-- WHAT YOU NEED TO DO --
Give again, exactly as written, each line of the material below starting at the line that contains "Query: cheek" and ending at the line that contains "A single pin marks each instance of the swept-back". Both ends count, and no other line does.

-- INPUT MATERIAL --
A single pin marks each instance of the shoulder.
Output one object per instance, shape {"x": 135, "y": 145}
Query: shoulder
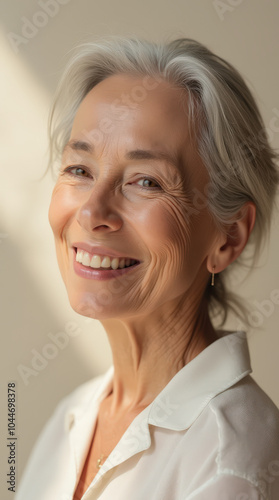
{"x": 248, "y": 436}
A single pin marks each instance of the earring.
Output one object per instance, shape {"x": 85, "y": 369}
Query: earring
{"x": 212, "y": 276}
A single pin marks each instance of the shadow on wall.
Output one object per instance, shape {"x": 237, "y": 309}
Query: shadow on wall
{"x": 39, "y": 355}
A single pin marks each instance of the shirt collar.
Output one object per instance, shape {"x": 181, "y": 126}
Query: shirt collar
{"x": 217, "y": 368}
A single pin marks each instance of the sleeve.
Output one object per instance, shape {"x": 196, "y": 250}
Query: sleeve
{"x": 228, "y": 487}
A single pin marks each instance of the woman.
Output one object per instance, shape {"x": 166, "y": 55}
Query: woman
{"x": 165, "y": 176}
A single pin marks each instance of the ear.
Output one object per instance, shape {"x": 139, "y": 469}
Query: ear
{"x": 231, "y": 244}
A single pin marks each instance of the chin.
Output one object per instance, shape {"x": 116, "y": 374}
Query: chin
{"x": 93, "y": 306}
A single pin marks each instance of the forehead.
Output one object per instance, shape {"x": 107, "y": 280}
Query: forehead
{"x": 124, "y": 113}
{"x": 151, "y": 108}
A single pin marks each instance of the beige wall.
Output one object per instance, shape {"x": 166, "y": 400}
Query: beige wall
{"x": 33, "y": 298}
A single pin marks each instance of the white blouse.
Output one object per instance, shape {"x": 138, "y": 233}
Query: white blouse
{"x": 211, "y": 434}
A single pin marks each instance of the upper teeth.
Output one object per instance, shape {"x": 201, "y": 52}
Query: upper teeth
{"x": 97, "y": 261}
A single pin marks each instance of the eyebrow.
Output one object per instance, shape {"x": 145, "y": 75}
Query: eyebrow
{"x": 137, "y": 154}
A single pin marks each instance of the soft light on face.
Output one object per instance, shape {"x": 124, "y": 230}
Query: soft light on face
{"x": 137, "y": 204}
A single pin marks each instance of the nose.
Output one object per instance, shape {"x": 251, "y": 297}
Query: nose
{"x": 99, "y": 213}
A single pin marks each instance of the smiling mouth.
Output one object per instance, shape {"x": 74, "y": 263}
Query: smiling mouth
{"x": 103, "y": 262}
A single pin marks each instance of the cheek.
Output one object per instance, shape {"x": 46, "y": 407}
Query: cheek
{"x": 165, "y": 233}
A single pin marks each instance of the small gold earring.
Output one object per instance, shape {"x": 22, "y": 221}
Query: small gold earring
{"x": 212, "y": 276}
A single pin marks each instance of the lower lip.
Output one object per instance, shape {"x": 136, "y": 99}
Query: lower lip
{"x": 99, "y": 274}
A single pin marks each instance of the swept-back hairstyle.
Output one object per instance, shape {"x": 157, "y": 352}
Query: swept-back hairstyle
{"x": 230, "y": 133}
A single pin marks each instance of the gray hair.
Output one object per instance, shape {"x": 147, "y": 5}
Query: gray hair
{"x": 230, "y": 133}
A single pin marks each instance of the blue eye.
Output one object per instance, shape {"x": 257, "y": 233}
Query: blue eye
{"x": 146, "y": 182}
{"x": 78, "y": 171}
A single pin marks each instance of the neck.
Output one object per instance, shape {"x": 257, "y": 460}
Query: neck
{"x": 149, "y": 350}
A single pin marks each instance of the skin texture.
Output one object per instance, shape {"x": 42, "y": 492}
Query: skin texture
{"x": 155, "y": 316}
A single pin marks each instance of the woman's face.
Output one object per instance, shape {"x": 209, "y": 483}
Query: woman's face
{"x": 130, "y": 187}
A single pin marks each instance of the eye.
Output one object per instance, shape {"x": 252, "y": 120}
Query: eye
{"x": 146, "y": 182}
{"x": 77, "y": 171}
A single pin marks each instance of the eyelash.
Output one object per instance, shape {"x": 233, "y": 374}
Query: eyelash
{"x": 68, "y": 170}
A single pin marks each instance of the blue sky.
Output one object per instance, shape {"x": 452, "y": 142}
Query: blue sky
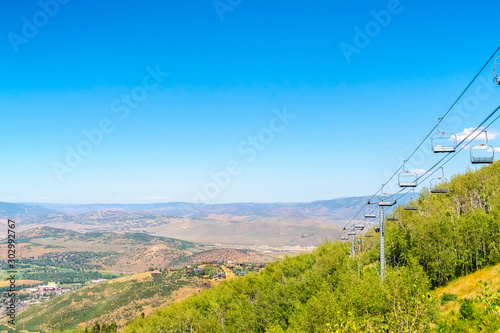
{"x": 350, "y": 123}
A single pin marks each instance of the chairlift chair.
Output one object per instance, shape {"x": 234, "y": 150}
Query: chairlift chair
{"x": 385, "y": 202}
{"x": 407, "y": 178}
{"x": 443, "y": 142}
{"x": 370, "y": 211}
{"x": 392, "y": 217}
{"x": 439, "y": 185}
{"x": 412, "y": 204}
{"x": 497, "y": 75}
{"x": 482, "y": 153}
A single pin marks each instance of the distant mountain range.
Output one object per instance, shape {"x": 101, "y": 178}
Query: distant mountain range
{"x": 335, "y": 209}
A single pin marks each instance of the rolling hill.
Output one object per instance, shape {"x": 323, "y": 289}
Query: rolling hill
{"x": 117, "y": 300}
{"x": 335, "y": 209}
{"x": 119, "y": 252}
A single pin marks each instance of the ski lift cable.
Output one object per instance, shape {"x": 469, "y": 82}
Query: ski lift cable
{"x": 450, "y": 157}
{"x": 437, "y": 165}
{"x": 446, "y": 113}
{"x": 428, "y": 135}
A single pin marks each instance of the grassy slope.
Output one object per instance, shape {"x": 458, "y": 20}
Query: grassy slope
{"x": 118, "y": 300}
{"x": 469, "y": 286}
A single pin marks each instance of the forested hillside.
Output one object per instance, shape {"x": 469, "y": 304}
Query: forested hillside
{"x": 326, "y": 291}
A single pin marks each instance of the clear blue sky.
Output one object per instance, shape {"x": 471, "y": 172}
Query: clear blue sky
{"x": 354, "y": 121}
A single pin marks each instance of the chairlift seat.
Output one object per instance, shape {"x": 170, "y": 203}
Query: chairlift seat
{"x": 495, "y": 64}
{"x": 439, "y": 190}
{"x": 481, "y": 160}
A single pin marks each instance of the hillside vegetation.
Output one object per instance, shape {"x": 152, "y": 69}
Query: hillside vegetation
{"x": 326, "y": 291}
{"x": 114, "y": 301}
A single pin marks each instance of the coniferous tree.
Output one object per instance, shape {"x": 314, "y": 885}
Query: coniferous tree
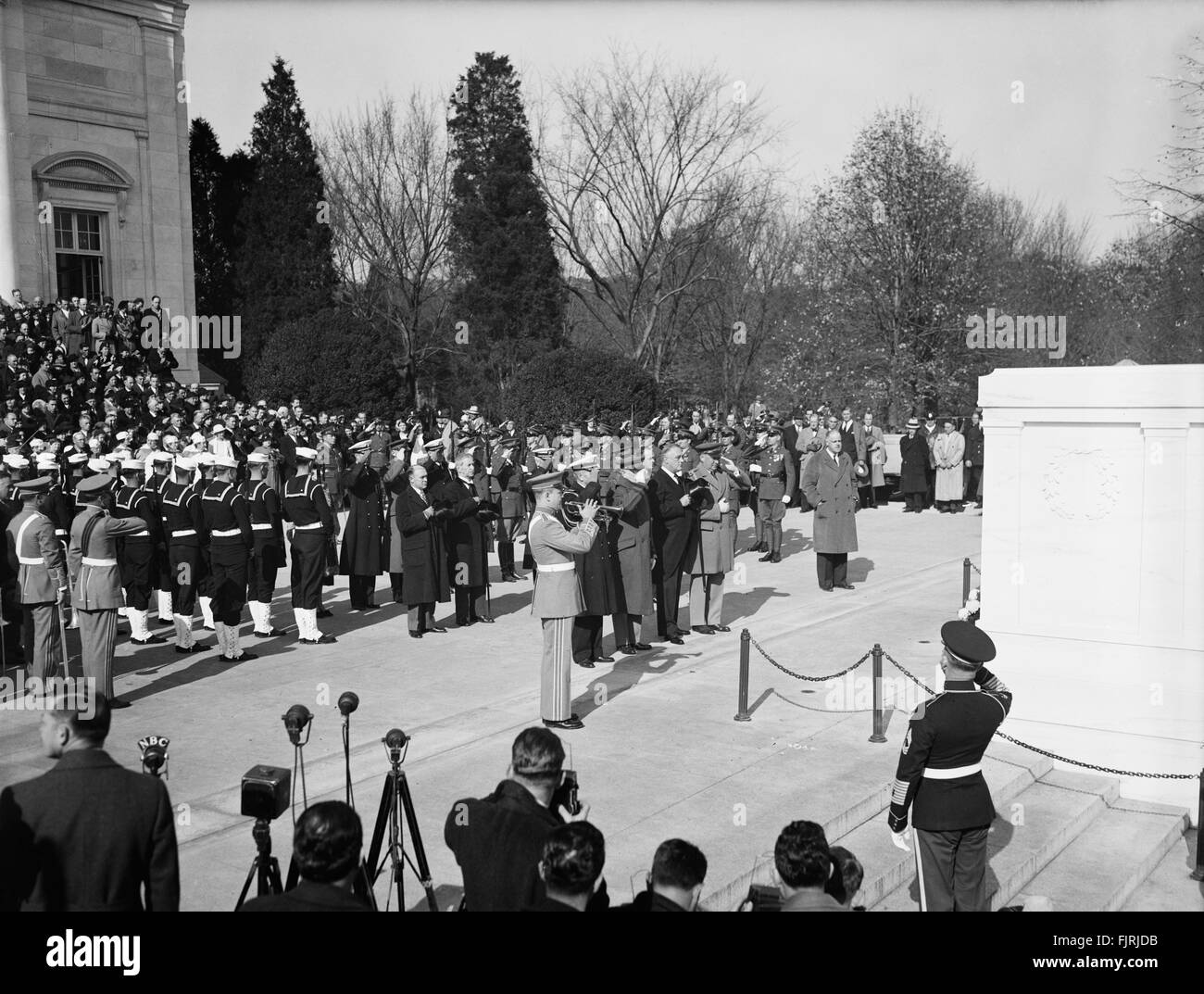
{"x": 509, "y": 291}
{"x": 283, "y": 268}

-- ANSWER SECTION --
Query: cheek
{"x": 165, "y": 233}
A single pin marks each instance of the small gold earring.
Output one object per instance, shape {"x": 22, "y": 221}
Query: small gold earring
{"x": 212, "y": 276}
A single pin marks each instance of the lower lip.
Output one object per instance, shape {"x": 136, "y": 99}
Query: lower lip
{"x": 99, "y": 274}
A single pin marks each instance of the swept-back hairstyle.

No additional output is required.